[Stored dataset items]
───

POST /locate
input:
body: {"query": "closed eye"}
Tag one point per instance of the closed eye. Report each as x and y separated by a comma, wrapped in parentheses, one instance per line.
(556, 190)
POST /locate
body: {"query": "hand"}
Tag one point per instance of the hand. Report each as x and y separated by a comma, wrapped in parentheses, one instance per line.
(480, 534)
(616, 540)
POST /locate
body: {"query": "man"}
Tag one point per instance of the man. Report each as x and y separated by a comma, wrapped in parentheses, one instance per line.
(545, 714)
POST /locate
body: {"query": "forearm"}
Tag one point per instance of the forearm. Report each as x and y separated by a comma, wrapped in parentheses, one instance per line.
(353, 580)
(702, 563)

───

Instructions to follow:
Filter the records for lines holding the string "body". Copy each one.

Task solution:
body: {"query": "closed eye"}
body: {"query": "hand"}
body: {"query": "man"}
body: {"query": "forearm"}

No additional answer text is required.